Saved entries:
-- Start --

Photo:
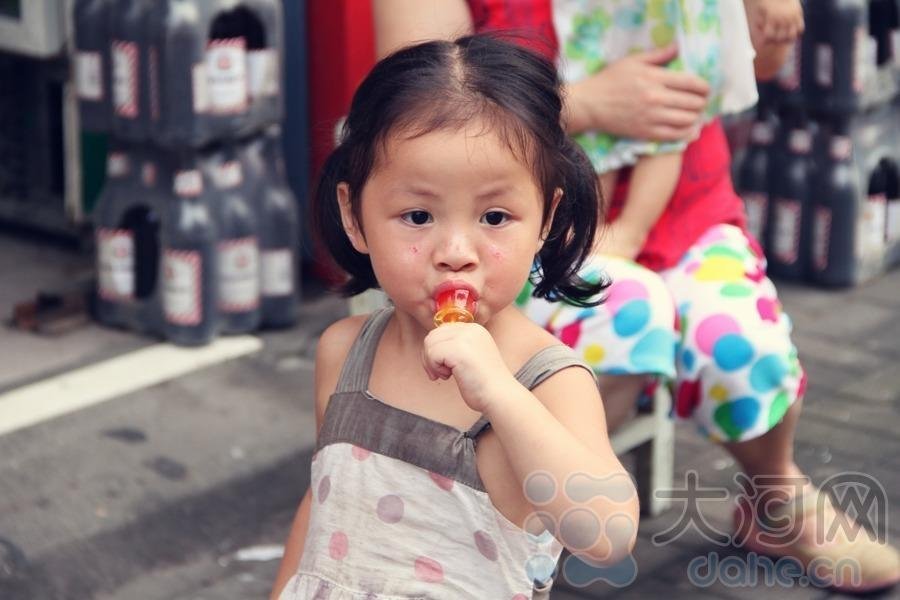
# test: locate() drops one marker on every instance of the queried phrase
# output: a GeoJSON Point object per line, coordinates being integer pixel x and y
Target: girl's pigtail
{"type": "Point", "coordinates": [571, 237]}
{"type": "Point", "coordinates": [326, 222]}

-- End --
-- Start --

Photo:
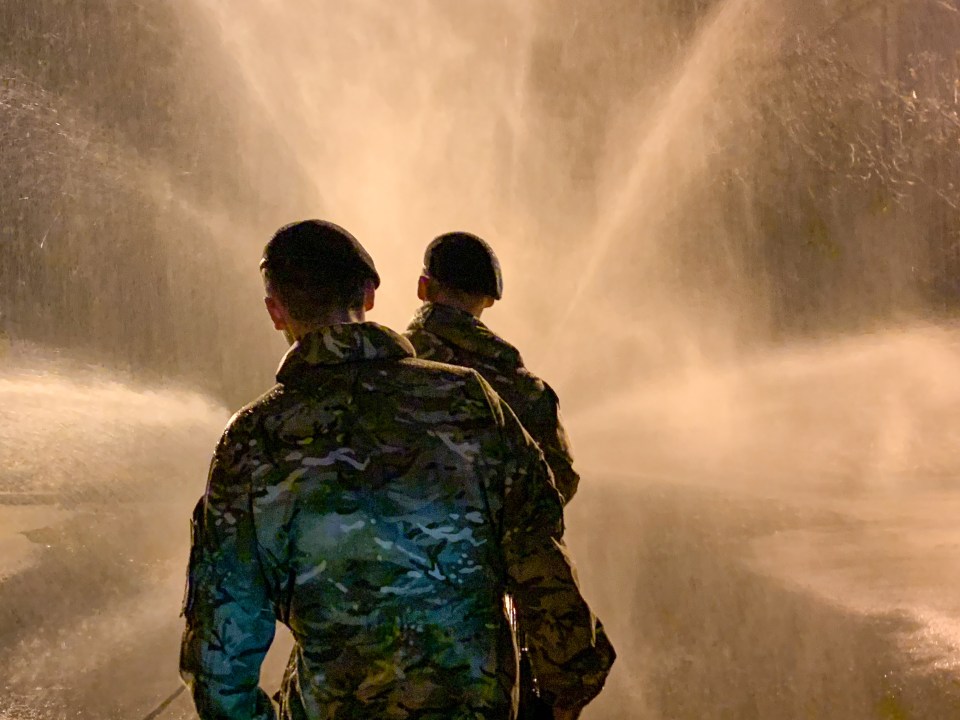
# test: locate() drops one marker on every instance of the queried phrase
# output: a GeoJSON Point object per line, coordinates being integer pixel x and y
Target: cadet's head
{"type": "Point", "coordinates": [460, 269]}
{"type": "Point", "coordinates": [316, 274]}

-- End --
-- Start --

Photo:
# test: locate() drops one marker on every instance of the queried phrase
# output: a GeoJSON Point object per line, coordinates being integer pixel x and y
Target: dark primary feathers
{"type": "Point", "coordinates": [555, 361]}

-- End --

PROBLEM REQUIREMENTS: From the saved entries above, gather every line that contains the string "Point", and copy each one in full.

OUTPUT OF THE TASK:
# output: a GeoJSON Point object per line, coordinates being integer pixel x and y
{"type": "Point", "coordinates": [571, 237]}
{"type": "Point", "coordinates": [326, 222]}
# output: a GeoJSON Point object per line, coordinates being integer pixel x and y
{"type": "Point", "coordinates": [460, 269]}
{"type": "Point", "coordinates": [316, 274]}
# output: a GeoJSON Point object per line, coordinates being integer pixel x and y
{"type": "Point", "coordinates": [555, 361]}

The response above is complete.